» REQUIREMENT
Could you reproduce all the records below verbatim, leaving the pictures out of your answer?

» RECORD LIST

++++++

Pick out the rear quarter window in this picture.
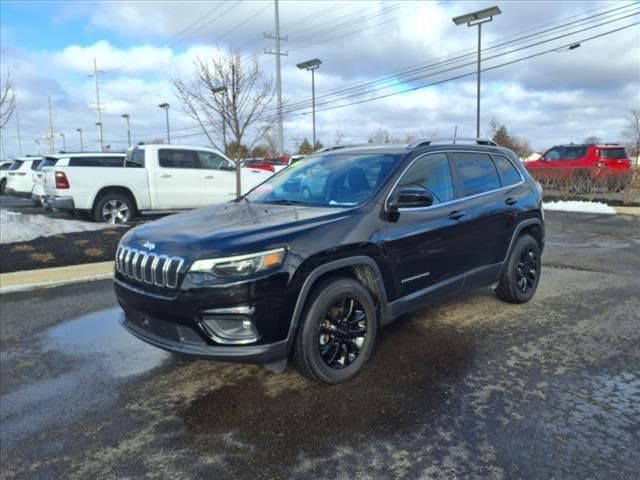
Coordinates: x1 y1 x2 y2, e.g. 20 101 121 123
493 155 522 187
451 152 501 197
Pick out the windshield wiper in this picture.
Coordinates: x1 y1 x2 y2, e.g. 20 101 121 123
263 198 309 205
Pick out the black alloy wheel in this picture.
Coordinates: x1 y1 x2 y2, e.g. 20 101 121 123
516 245 538 294
293 277 378 385
495 234 541 303
318 295 367 368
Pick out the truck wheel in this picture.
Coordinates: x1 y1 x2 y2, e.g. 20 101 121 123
293 277 378 385
495 234 541 303
93 193 133 224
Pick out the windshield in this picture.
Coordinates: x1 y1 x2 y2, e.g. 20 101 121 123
246 154 399 207
600 148 627 160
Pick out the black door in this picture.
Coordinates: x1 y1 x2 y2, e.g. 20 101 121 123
450 152 513 271
383 153 465 299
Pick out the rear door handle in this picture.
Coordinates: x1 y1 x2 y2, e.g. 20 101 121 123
449 210 467 220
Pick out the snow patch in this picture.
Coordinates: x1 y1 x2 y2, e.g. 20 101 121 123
542 200 616 214
0 209 120 243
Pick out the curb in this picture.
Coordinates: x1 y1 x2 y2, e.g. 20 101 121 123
0 261 113 295
613 207 640 215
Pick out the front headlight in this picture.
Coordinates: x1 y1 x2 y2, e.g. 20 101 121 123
189 248 285 278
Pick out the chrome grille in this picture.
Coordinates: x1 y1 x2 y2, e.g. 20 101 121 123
116 246 184 288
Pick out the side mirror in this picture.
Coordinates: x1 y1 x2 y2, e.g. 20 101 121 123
395 187 433 208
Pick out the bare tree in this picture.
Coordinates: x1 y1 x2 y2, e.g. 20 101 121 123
173 51 274 196
620 109 640 165
0 70 16 128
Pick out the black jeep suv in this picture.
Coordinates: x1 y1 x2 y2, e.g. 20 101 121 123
115 139 544 384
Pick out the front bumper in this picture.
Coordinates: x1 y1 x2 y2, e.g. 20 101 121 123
114 272 292 364
42 195 75 210
120 311 289 365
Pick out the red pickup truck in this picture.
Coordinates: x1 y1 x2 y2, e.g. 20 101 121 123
524 144 632 190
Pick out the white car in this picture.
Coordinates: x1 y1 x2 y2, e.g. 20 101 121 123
5 157 42 198
36 152 124 208
42 144 272 223
0 160 13 195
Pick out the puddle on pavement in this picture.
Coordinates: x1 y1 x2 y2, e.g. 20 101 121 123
0 308 171 449
44 307 171 378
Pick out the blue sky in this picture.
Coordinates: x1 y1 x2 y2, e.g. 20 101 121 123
0 0 640 156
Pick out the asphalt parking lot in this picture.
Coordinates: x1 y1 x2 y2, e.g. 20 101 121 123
0 212 640 479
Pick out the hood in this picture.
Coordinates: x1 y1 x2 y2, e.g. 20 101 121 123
122 201 352 258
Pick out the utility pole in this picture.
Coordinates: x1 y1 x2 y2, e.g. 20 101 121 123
49 97 56 153
89 57 104 152
16 110 22 156
264 0 289 155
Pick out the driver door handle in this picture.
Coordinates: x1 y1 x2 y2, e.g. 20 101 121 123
449 210 467 220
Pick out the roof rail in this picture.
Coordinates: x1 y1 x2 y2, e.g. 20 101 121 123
407 137 500 150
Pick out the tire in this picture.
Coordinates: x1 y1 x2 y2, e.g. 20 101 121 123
495 234 541 303
293 277 378 385
92 193 134 224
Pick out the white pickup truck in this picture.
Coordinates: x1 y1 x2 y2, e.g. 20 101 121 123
42 145 272 223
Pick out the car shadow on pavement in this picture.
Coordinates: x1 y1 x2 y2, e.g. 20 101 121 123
172 311 474 477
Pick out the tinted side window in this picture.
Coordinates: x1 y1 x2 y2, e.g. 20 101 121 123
452 153 500 196
158 148 200 168
398 153 455 205
196 152 235 170
124 147 144 168
69 157 124 167
493 155 522 187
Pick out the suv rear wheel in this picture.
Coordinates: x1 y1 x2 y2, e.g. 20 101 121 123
495 234 540 303
293 277 378 385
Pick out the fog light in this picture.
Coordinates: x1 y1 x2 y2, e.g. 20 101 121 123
200 315 258 344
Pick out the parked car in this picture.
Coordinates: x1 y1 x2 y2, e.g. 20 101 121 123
524 144 631 189
38 152 125 208
5 157 42 198
43 145 271 223
0 161 13 195
114 141 544 384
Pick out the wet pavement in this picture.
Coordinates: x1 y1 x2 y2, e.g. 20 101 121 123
0 212 640 479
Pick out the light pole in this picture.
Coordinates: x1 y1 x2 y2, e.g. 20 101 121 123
211 86 227 155
76 128 84 152
158 102 171 143
120 113 131 148
296 58 322 149
452 6 502 138
96 122 104 152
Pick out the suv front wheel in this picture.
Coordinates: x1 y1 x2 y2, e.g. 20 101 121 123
293 277 378 385
495 234 541 303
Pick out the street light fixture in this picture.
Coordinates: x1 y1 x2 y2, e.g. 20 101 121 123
120 113 131 148
96 122 104 152
296 58 322 148
452 6 502 138
158 102 171 143
211 86 226 151
76 128 84 152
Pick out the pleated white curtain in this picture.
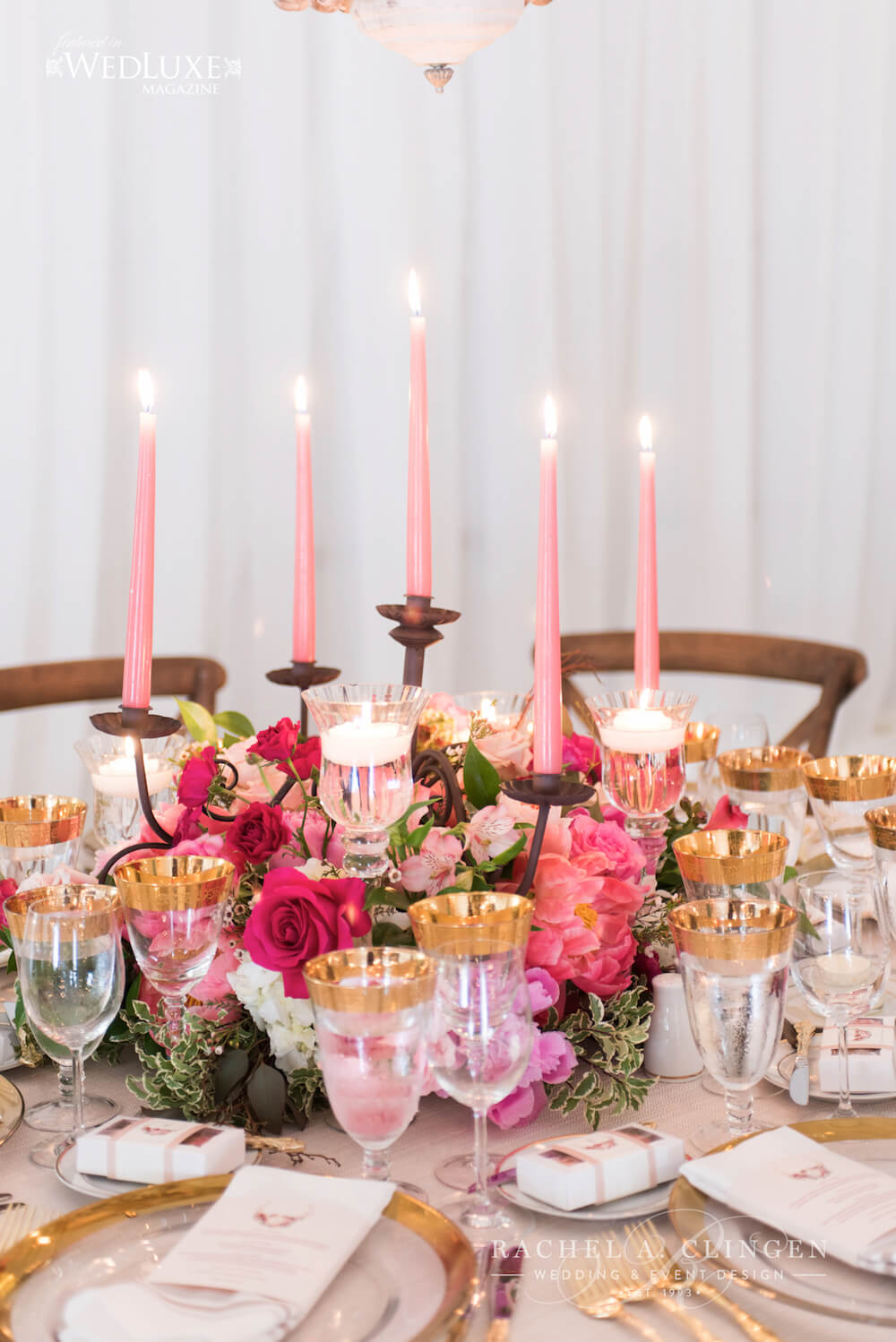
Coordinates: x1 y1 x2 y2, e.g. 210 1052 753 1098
0 0 896 792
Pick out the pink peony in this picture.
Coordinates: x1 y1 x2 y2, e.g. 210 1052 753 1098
401 830 464 895
707 793 748 830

++++++

» THE SOLUTION
Pick out the rear quarter window in this picture.
Coordinates: x1 y1 x2 y2, e.g. 20 101 121 123
493 155 522 187
451 152 501 197
Pick out the windshield wiper in this picture.
Coordinates: x1 y1 x2 y2, e.g. 20 101 121 123
263 198 309 205
Pick out the black alloy wheel in this picture.
Coordinates: x1 y1 x2 y2, e.g. 20 101 121 123
516 245 538 294
293 277 378 385
495 234 541 303
318 295 367 368
Pick out the truck wheel in this picture.
Coordinates: x1 y1 x2 y2, e.g. 20 101 121 123
293 277 378 385
495 234 541 303
93 193 133 224
Pick out the windshield in this picture.
Coordinates: x1 y1 x2 y2, e.g. 20 101 121 123
246 154 399 207
600 148 627 160
Pick out the black door in this picture.
Coordinates: x1 y1 x2 y2, e.g. 20 101 121 123
450 152 513 271
383 153 465 299
Pick out the rear door handle in this picture.
Coordinates: x1 y1 x2 y2, e.g. 20 101 121 123
449 210 467 220
Pick out the snow patch in this picture.
Coordinates: x1 y1 x2 y2, e.g. 20 101 121 123
542 200 616 214
0 209 120 243
Pick out the curb in this picture.
Coordinates: x1 y1 x2 y2, e.g. 20 101 121 123
0 261 113 295
613 207 640 215
Pick out the front headlight in this picture.
Coordinates: x1 y1 x2 y2, e.g. 20 101 121 123
189 248 285 278
Pick out the chrome grille in this picture.
Coordinates: x1 y1 x2 y2, e.g. 20 101 121 123
116 246 184 288
Pick out the side mirror in this picture.
Coordinates: x1 y1 x2 y2, e.g. 20 101 121 123
395 187 433 208
Pick out the bare tree in this picture.
Coordinates: x1 y1 x2 y2, e.g. 20 101 121 123
173 51 274 196
620 109 640 165
0 70 16 128
Pick out the black jeep suv in this picture.
Coordinates: x1 y1 x2 y2, e.g. 20 101 121 123
115 139 544 384
Pick out the front bumper in this picture.
Coordinates: x1 y1 x2 y2, e.g. 20 101 121 123
114 272 292 364
42 195 75 210
120 311 289 365
Pick out the red pickup truck in this picture.
Coordinates: x1 y1 x2 y2, e.g. 20 101 121 123
524 144 632 190
Pick out the white car in this picture.
Coordinates: x1 y1 x2 y2, e.g. 20 101 121 123
5 157 42 198
36 152 124 208
42 144 272 223
0 160 13 195
Pick out the puddle on pavement in this picture.
Coordinates: x1 y1 x2 y2, e.g. 20 101 121 123
0 308 171 449
44 307 171 378
Pick out the blue sky in this picture.
Coordinates: x1 y1 x2 y2, e.g. 20 101 121 123
0 0 640 156
Pick out the asphalt parking lot in this picture.
Coordinates: x1 y1 x2 y2, e.g. 20 101 121 123
0 212 640 479
Pick out the hood in this picture.
Coordinates: x1 y1 x2 y2, e.g. 20 101 121 123
122 201 352 258
Pick out the utility pole in this picture.
Coordinates: x1 y1 x2 y2, e.g. 20 101 121 123
49 97 56 153
89 57 104 152
16 110 22 156
264 0 289 155
Pick out the driver door handle in this picture.
Coordinates: x1 y1 x2 y2, e.g. 20 101 121 123
449 210 467 220
Pick out the roof rail in this picture.
Coordinates: x1 y1 x2 y2, e.g. 20 101 121 123
407 137 500 150
Pick out the tire in this picture.
Coordinates: x1 y1 x2 y2, e.g. 20 101 121 123
495 234 541 303
293 277 378 385
92 193 134 224
Pick out the white pickup truck in this picture.
Coordinates: x1 y1 x2 y2, e.g. 20 101 121 123
42 145 272 223
Pick out the car shadow on pavement in this picture.
Coordinates: x1 y1 x2 y2, e.g. 20 101 121 123
172 311 474 477
Pick out the tinted side window in this picture.
Coordinates: x1 y1 x2 y2, e.g. 20 101 121 123
452 153 500 196
158 148 200 168
398 153 455 205
196 152 235 170
124 147 144 168
69 157 124 167
493 155 522 187
Pick out the suv rear wheel in this picture.
Coordinates: x1 y1 x2 y2, e.g. 20 101 121 123
495 234 540 303
293 277 378 385
Pick out the fog light in this picture.
Coordinates: x1 y1 x2 y2, e.g. 20 101 121 123
200 315 258 344
Pick out the parked car in this picture.
Coordinates: x1 y1 x2 y2, e.g. 20 101 121 123
524 144 631 189
38 152 125 208
5 157 42 198
43 145 271 223
0 161 13 195
114 141 544 384
Pick out the wet pavement in this picture.
Coordinates: x1 y1 x2 y2, e.g. 20 101 121 123
0 212 640 479
Pick out the light pole in this picture.
Coordinates: x1 y1 x2 y2, e.g. 20 101 121 123
211 86 227 155
76 128 84 152
158 102 171 143
120 113 131 148
296 58 322 149
452 6 502 138
96 122 104 152
Pick out the suv front wheel in this picture.
Coordinates: x1 y1 x2 y2, e.g. 20 101 121 123
293 277 378 385
495 234 541 303
Pick out the street light fixture in this picture.
Coordinates: x1 y1 x2 y2, e.g. 20 101 121 123
120 113 131 148
96 122 104 152
296 58 322 148
452 6 502 138
158 102 171 143
211 86 226 151
76 128 84 152
Pick out the pleated white curtain in this picture.
Coordinates: x1 y1 x2 y2, e.g. 210 1052 753 1098
0 0 896 792
Pick out the pink peony in this picture.
Coordinates: x1 y1 x2 y2, e.g. 210 1052 753 1098
401 830 464 895
707 793 748 830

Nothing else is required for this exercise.